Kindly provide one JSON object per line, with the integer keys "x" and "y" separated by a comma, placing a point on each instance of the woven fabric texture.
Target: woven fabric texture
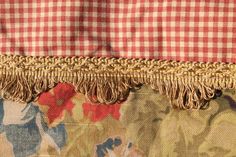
{"x": 196, "y": 30}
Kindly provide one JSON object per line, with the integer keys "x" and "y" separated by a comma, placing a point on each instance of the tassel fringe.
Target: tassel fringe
{"x": 188, "y": 85}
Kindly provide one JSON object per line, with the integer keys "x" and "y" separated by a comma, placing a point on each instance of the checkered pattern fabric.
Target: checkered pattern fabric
{"x": 186, "y": 30}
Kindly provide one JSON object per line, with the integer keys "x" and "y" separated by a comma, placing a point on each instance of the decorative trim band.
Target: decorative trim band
{"x": 189, "y": 85}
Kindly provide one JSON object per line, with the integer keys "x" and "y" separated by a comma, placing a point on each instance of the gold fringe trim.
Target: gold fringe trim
{"x": 189, "y": 85}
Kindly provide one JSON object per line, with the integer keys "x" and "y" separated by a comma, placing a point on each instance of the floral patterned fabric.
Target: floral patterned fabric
{"x": 63, "y": 123}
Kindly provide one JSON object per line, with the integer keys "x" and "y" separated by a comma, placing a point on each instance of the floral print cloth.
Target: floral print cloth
{"x": 63, "y": 123}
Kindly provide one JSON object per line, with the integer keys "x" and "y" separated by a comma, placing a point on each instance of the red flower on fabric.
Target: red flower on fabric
{"x": 58, "y": 101}
{"x": 97, "y": 112}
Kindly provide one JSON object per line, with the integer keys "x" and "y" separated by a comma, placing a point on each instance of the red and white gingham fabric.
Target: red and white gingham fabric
{"x": 186, "y": 30}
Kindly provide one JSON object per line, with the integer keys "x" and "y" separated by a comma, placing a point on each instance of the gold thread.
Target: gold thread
{"x": 189, "y": 85}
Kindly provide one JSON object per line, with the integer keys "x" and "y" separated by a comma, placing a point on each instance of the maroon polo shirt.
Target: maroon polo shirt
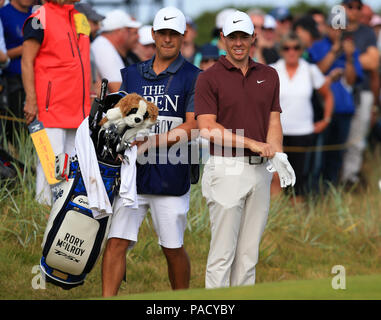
{"x": 238, "y": 101}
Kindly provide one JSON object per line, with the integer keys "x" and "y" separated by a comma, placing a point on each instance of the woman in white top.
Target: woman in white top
{"x": 298, "y": 79}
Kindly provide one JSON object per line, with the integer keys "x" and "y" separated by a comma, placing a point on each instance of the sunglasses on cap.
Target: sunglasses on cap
{"x": 288, "y": 48}
{"x": 354, "y": 7}
{"x": 209, "y": 59}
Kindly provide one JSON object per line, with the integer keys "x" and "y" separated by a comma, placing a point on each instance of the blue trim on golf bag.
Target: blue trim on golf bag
{"x": 110, "y": 175}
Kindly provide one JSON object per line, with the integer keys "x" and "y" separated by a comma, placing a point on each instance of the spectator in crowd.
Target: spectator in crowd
{"x": 119, "y": 36}
{"x": 337, "y": 58}
{"x": 164, "y": 188}
{"x": 4, "y": 61}
{"x": 93, "y": 17}
{"x": 220, "y": 18}
{"x": 189, "y": 47}
{"x": 257, "y": 17}
{"x": 297, "y": 80}
{"x": 209, "y": 56}
{"x": 367, "y": 94}
{"x": 320, "y": 18}
{"x": 284, "y": 20}
{"x": 13, "y": 16}
{"x": 56, "y": 76}
{"x": 145, "y": 49}
{"x": 266, "y": 50}
{"x": 366, "y": 14}
{"x": 94, "y": 20}
{"x": 307, "y": 30}
{"x": 375, "y": 23}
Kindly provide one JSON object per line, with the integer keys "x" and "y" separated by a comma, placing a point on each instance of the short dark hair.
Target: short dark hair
{"x": 313, "y": 11}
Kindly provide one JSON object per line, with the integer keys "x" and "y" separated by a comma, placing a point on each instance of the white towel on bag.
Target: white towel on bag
{"x": 88, "y": 163}
{"x": 99, "y": 202}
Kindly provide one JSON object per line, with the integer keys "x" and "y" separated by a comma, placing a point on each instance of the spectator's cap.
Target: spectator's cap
{"x": 118, "y": 19}
{"x": 169, "y": 18}
{"x": 89, "y": 12}
{"x": 238, "y": 21}
{"x": 221, "y": 17}
{"x": 375, "y": 21}
{"x": 145, "y": 36}
{"x": 349, "y": 1}
{"x": 333, "y": 21}
{"x": 281, "y": 13}
{"x": 189, "y": 21}
{"x": 270, "y": 22}
{"x": 209, "y": 51}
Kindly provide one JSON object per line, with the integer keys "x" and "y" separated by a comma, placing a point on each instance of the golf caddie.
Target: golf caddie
{"x": 237, "y": 110}
{"x": 168, "y": 81}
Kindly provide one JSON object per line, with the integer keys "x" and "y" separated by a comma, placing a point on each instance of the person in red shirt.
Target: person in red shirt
{"x": 237, "y": 109}
{"x": 56, "y": 76}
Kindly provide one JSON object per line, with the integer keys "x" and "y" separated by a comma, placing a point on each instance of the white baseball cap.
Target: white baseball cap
{"x": 118, "y": 19}
{"x": 170, "y": 18}
{"x": 238, "y": 21}
{"x": 270, "y": 22}
{"x": 222, "y": 15}
{"x": 145, "y": 36}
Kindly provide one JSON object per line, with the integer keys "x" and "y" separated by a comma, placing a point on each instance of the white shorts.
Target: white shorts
{"x": 169, "y": 217}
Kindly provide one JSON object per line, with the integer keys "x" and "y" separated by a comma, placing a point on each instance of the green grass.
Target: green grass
{"x": 301, "y": 242}
{"x": 357, "y": 287}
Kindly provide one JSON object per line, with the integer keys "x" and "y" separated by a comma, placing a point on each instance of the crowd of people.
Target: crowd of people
{"x": 309, "y": 81}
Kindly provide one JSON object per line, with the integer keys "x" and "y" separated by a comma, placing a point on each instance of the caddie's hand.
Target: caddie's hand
{"x": 320, "y": 126}
{"x": 264, "y": 149}
{"x": 285, "y": 171}
{"x": 144, "y": 143}
{"x": 30, "y": 111}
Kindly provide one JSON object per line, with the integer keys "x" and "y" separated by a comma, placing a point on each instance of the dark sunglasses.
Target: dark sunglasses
{"x": 288, "y": 48}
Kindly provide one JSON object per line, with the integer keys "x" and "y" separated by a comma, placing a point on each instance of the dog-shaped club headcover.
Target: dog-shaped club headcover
{"x": 126, "y": 118}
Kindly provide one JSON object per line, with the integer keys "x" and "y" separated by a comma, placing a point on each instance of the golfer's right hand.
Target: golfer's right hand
{"x": 30, "y": 111}
{"x": 264, "y": 149}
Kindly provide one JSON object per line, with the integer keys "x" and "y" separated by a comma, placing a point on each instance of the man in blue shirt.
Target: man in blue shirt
{"x": 13, "y": 16}
{"x": 337, "y": 57}
{"x": 168, "y": 81}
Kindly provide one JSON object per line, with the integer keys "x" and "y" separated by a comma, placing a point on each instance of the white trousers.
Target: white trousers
{"x": 238, "y": 198}
{"x": 169, "y": 217}
{"x": 353, "y": 157}
{"x": 62, "y": 141}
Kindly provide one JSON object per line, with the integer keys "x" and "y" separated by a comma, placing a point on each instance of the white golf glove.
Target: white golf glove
{"x": 280, "y": 164}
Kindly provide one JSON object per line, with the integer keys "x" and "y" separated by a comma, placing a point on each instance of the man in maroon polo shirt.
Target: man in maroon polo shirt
{"x": 237, "y": 109}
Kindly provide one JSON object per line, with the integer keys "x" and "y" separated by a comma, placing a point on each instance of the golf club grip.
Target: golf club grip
{"x": 103, "y": 90}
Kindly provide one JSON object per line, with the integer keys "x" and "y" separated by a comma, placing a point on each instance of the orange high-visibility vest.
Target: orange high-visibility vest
{"x": 62, "y": 66}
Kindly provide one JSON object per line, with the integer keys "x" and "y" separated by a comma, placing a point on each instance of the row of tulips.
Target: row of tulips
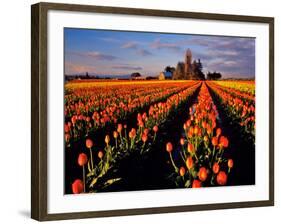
{"x": 240, "y": 109}
{"x": 245, "y": 96}
{"x": 123, "y": 142}
{"x": 200, "y": 160}
{"x": 242, "y": 86}
{"x": 88, "y": 115}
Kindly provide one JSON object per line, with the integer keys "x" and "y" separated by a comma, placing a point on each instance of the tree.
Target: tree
{"x": 170, "y": 69}
{"x": 135, "y": 75}
{"x": 197, "y": 68}
{"x": 179, "y": 72}
{"x": 213, "y": 76}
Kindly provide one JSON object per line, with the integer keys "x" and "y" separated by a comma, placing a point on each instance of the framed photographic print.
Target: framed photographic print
{"x": 138, "y": 111}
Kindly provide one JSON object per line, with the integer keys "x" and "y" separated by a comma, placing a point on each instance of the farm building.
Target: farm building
{"x": 165, "y": 75}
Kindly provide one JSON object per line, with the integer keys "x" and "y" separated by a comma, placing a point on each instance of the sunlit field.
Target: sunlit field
{"x": 145, "y": 135}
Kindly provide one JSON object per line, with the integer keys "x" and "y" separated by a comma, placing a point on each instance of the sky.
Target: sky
{"x": 103, "y": 52}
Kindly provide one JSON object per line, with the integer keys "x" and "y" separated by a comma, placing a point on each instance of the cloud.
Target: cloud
{"x": 228, "y": 55}
{"x": 126, "y": 67}
{"x": 157, "y": 44}
{"x": 73, "y": 68}
{"x": 111, "y": 40}
{"x": 94, "y": 55}
{"x": 143, "y": 52}
{"x": 130, "y": 45}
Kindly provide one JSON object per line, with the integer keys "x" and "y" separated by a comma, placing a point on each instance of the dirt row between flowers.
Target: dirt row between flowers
{"x": 151, "y": 171}
{"x": 241, "y": 147}
{"x": 138, "y": 173}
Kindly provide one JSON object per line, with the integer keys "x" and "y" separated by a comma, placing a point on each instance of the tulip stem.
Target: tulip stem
{"x": 182, "y": 157}
{"x": 84, "y": 178}
{"x": 174, "y": 165}
{"x": 92, "y": 163}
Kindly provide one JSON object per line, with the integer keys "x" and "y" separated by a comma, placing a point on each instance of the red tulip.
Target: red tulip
{"x": 203, "y": 174}
{"x": 218, "y": 132}
{"x": 107, "y": 139}
{"x": 214, "y": 141}
{"x": 169, "y": 147}
{"x": 216, "y": 168}
{"x": 223, "y": 142}
{"x": 182, "y": 171}
{"x": 182, "y": 141}
{"x": 155, "y": 128}
{"x": 82, "y": 159}
{"x": 77, "y": 186}
{"x": 89, "y": 143}
{"x": 100, "y": 154}
{"x": 221, "y": 178}
{"x": 196, "y": 184}
{"x": 230, "y": 163}
{"x": 190, "y": 148}
{"x": 189, "y": 162}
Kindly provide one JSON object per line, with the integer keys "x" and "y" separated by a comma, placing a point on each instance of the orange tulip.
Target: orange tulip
{"x": 203, "y": 174}
{"x": 77, "y": 186}
{"x": 216, "y": 168}
{"x": 218, "y": 132}
{"x": 196, "y": 184}
{"x": 223, "y": 142}
{"x": 89, "y": 143}
{"x": 189, "y": 163}
{"x": 182, "y": 171}
{"x": 182, "y": 141}
{"x": 190, "y": 148}
{"x": 169, "y": 147}
{"x": 107, "y": 139}
{"x": 82, "y": 159}
{"x": 100, "y": 154}
{"x": 230, "y": 163}
{"x": 214, "y": 141}
{"x": 221, "y": 178}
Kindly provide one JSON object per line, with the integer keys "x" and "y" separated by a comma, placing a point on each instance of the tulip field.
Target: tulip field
{"x": 123, "y": 135}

> [Problem]
Set down only these lines, exactly: the line containing "the tulip field." and each line after it, through the end of the listing.

> [Written answer]
Kindly provide one JSON object per line, with the integer keys "x" and "y" separated by a comma, placing a point on each instance of the tulip field.
Target: tulip field
{"x": 123, "y": 135}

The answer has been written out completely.